• [Text extract]:
Differentiable Display Photometric Stereo

1POSTECH 2Meta Reality Lab

Figure 1


Photometric stereo leverages variations in illumination conditions to reconstruct surface normals. Display photometric stereo, which employs a conventional monitor as an illumination source, has the potential to overcome limitations often encountered in bulky and difficult-to-use conventional setups. In this paper, we present differentiable display photometric stereo (DDPS), addressing an often overlooked challenge in display photometric stereo: the design of display patterns. Departing from using heuristic display patterns, DDPS learns the display patterns that yield accurate normal reconstruction for a target system in an end-to-end manner. To this end, we propose a differentiable framework that couples basis-illumination image formation with analytic photometric-stereo reconstruction. The differentiable framework facilitates the effective learning of display patterns via auto-differentiation. Also, for training supervision, we propose to use 3D printing for creating a real-world training dataset, enabling accurate reconstruction on the target real-world setup. Finally, we exploit that conventional LCD monitors emit polarized light, which allows for the optical separation of diffuse and specular reflections when combined with a polarization camera, leading to accurate normal reconstruction. Extensive evaluation of DDPS shows improved normal-reconstruction accuracy compared to heuristic patterns and demonstrates compelling properties such as robustness to pattern initialization, calibration errors, and simplifications in image formation and reconstruction.

• [Provided information]:

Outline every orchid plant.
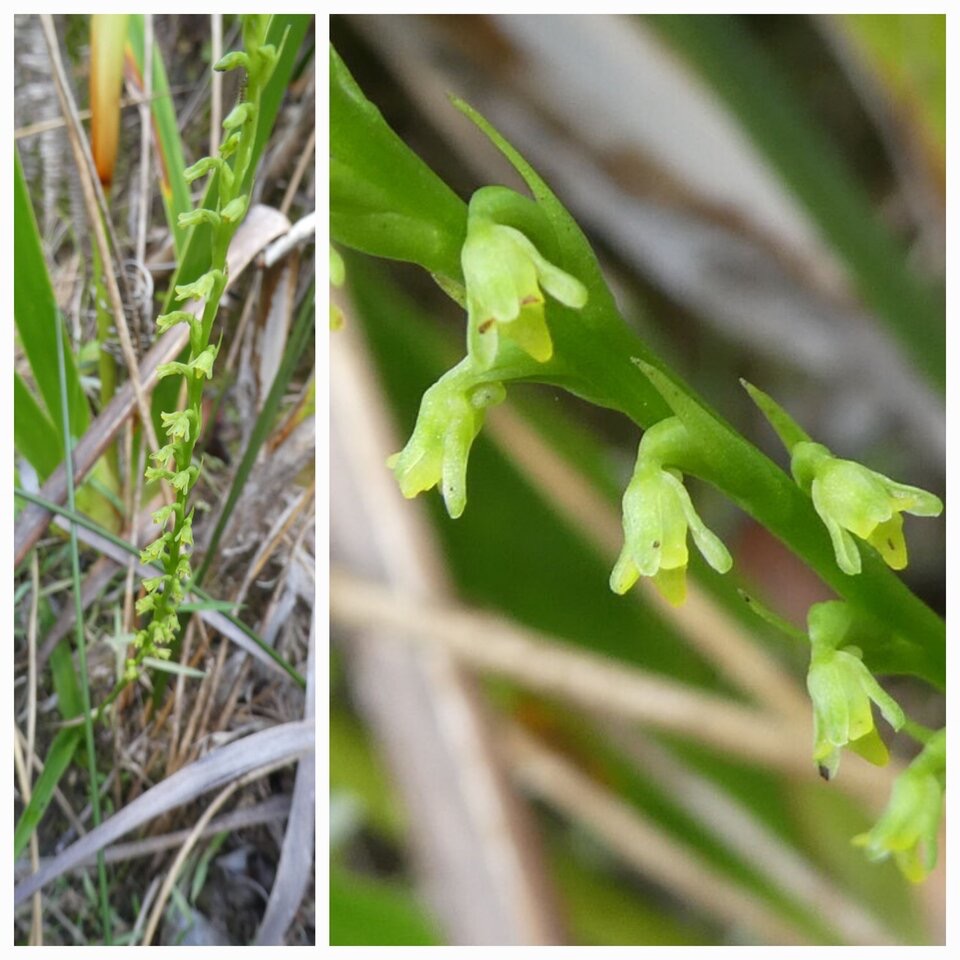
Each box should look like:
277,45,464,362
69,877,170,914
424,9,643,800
330,45,945,879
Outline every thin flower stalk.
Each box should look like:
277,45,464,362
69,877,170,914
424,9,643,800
124,14,278,682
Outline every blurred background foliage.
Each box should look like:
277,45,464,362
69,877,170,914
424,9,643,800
330,15,945,945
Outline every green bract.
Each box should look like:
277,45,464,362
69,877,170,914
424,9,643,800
460,207,587,370
853,730,946,883
610,417,733,605
387,357,506,518
807,600,906,780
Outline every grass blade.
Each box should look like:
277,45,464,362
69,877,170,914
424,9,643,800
54,290,112,945
13,150,90,436
13,727,83,859
13,371,60,482
649,14,946,390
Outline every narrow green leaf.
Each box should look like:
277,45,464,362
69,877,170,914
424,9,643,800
13,150,90,438
13,727,83,858
13,371,62,482
126,14,190,260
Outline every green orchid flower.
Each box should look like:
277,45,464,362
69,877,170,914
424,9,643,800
610,417,733,606
740,380,943,575
791,442,943,575
387,357,507,519
853,730,946,883
807,600,906,780
460,213,587,370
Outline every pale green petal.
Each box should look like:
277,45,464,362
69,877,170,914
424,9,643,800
813,480,861,576
610,544,640,595
867,513,907,570
883,477,943,517
664,473,733,573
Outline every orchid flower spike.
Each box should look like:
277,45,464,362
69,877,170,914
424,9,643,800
387,357,507,519
807,600,906,780
460,205,587,370
853,729,947,883
740,380,943,575
610,417,733,606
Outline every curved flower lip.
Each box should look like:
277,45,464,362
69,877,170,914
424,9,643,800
610,460,733,606
387,370,506,519
460,216,587,370
793,443,943,575
807,632,906,780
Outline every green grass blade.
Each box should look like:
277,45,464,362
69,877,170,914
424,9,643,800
13,487,307,688
648,14,946,390
53,298,112,945
13,371,60,482
330,867,443,947
13,150,90,438
125,14,191,260
193,282,315,584
13,727,83,858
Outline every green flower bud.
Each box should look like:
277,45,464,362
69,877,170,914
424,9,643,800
157,310,200,333
791,442,943,574
223,100,257,131
740,380,943,575
170,466,198,493
460,215,587,370
160,410,197,443
190,344,217,380
157,360,190,380
387,358,506,519
610,417,733,606
213,50,250,73
177,207,220,227
151,503,176,527
150,443,177,466
134,593,157,617
853,730,946,883
140,533,170,564
217,132,240,160
807,600,906,780
176,270,225,300
220,195,249,223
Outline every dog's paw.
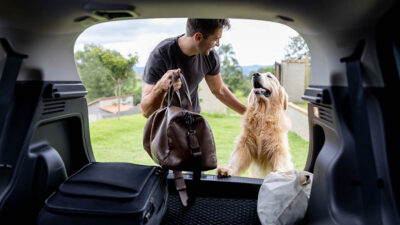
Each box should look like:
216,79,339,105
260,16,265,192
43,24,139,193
217,167,232,177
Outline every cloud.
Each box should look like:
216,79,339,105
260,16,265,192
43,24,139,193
75,18,297,66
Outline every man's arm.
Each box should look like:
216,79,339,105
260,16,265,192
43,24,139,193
140,69,181,118
205,74,246,114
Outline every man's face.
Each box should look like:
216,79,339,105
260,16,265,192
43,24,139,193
199,27,223,55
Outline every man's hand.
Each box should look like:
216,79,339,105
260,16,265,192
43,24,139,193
140,69,182,118
156,69,182,92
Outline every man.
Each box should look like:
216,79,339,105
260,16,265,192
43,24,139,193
141,19,246,118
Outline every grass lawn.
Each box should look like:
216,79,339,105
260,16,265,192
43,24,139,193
294,102,308,111
90,114,308,176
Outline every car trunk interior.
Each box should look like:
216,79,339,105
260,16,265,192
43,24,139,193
0,0,399,224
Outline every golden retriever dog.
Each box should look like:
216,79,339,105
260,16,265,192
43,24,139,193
217,72,293,178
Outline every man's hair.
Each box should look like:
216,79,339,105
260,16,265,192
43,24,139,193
186,18,231,38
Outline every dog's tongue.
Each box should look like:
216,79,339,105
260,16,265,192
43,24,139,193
253,88,265,94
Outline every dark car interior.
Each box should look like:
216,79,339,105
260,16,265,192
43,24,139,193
0,0,400,225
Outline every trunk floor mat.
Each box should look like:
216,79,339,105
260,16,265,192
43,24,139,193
162,195,260,224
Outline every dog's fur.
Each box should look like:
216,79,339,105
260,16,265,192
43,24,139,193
217,73,293,178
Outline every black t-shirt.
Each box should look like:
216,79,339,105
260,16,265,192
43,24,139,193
142,35,220,112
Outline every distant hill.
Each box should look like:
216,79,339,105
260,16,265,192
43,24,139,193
133,65,270,76
242,65,271,76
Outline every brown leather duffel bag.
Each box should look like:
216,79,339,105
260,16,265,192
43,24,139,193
143,74,217,206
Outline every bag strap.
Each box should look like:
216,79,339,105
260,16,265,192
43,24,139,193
167,73,193,111
174,170,189,207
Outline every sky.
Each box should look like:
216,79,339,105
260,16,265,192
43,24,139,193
75,18,298,67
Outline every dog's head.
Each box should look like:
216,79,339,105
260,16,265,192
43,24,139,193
249,72,288,110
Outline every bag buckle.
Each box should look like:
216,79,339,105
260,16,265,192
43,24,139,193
187,130,201,157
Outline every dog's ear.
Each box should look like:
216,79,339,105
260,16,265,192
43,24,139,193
280,86,289,110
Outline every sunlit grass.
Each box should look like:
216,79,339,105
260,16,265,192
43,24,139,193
90,114,308,176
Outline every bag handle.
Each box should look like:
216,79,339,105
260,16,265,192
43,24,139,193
167,73,193,111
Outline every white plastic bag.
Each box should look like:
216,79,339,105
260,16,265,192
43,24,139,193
257,170,313,225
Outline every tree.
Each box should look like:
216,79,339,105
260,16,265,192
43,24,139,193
75,44,114,102
95,48,139,120
218,44,251,95
285,34,310,59
75,44,137,102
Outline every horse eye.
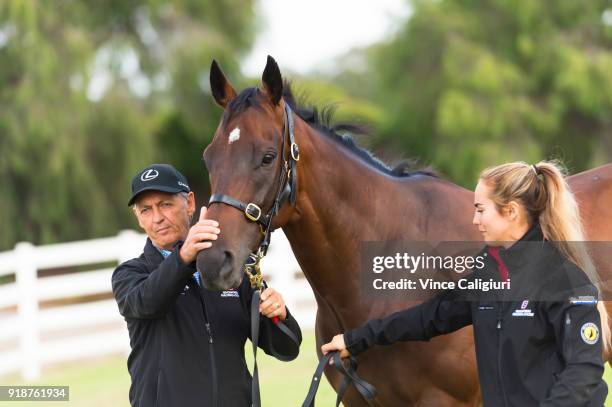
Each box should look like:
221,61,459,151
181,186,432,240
261,153,276,165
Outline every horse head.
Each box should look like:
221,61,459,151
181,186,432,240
197,56,299,290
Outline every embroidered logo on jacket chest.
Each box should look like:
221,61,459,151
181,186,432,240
221,290,240,298
512,300,534,317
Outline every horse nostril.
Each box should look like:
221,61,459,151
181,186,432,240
219,250,234,277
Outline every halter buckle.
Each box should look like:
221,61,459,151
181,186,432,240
244,202,261,222
289,143,300,161
244,248,263,290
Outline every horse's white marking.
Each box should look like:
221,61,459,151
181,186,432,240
227,127,240,144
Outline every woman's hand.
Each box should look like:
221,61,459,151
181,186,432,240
321,334,351,359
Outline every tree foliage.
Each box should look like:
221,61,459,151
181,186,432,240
0,0,254,250
356,0,612,187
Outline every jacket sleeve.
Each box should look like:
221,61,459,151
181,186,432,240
540,286,607,407
344,289,472,355
241,278,302,361
112,248,195,319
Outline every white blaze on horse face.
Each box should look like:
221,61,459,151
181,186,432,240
227,127,240,144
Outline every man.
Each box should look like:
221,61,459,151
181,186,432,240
112,164,301,407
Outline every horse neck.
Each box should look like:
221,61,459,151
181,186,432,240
283,120,420,313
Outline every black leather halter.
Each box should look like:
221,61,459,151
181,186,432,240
208,102,300,256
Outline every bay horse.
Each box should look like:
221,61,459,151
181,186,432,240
197,57,612,407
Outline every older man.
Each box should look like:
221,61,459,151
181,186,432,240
112,164,301,407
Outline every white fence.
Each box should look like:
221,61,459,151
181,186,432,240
0,231,316,380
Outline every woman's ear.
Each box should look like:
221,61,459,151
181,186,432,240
505,201,521,222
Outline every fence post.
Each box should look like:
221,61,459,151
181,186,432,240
15,242,41,381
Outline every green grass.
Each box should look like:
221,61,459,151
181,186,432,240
0,331,336,407
0,332,612,407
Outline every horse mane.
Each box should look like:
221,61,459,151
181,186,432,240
223,81,439,178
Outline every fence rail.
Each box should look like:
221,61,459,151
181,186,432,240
0,230,316,380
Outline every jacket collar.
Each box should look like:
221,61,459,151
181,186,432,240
143,237,183,265
492,223,556,269
143,237,164,264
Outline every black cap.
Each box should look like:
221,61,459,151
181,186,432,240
128,164,191,206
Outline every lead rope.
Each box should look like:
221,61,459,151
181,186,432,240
302,352,376,407
244,249,300,407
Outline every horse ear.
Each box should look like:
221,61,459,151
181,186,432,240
210,59,236,108
261,55,283,105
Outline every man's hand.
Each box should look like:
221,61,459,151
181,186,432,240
179,206,221,264
259,287,287,321
321,334,351,364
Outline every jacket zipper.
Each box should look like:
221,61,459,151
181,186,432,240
198,292,218,407
563,311,572,359
497,302,508,406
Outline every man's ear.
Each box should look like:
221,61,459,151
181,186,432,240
132,204,144,230
187,191,195,219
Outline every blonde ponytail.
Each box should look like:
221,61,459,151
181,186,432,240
480,161,611,353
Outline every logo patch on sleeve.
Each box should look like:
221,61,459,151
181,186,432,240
221,290,240,298
580,322,599,345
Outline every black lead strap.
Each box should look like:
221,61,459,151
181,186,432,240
251,289,300,407
302,352,376,407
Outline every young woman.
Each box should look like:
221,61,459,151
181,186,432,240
321,161,609,407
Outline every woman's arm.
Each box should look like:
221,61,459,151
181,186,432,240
321,290,472,356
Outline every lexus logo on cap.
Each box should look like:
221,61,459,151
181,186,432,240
140,169,159,181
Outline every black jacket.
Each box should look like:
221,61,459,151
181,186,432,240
112,239,302,407
344,225,607,407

• [Things to do]:
**a)** According to the display photometric stereo abstract, what does DDPS use to create its real-world training dataset?
**b)** Write a continuation of the display photometric stereo abstract, starting after its last sentence.
The records were taken from a different source than the text.

• [Per-task outputs]:
**a)** It uses 3D printing.

**b)**
Learning display patterns

The video shows learning process of display patterns. Every learned patterns excels existing heuristic patterns. DDPS can learn optimal patterns from not only heuristic patterns, but also randomimzed initialization.

Figure 2
Figure 3

Differentiable framework

Proposed differentiable framework consists of rendering and analytic photometric stereo reconstruction. For differentiable rendering, we adopt Image-based relighting, a weighted sum of basis images. This enables efficient, realistic, and fast rendering.

3D-printed dataset

We creat a real world dataset with known geometry using 3D-printed objects. This dataset leads to not only reduce domain gap between traing and testing stage but also enhance robustness to DDPS’s assumptions.

Figure 4


DDPS shows consistently accurate performance in various real-world objects. We conduct extensive evaluation of DDPS showing its accuracy, generalization and robustness. The extra experiments are enable in main paper and supplemental material.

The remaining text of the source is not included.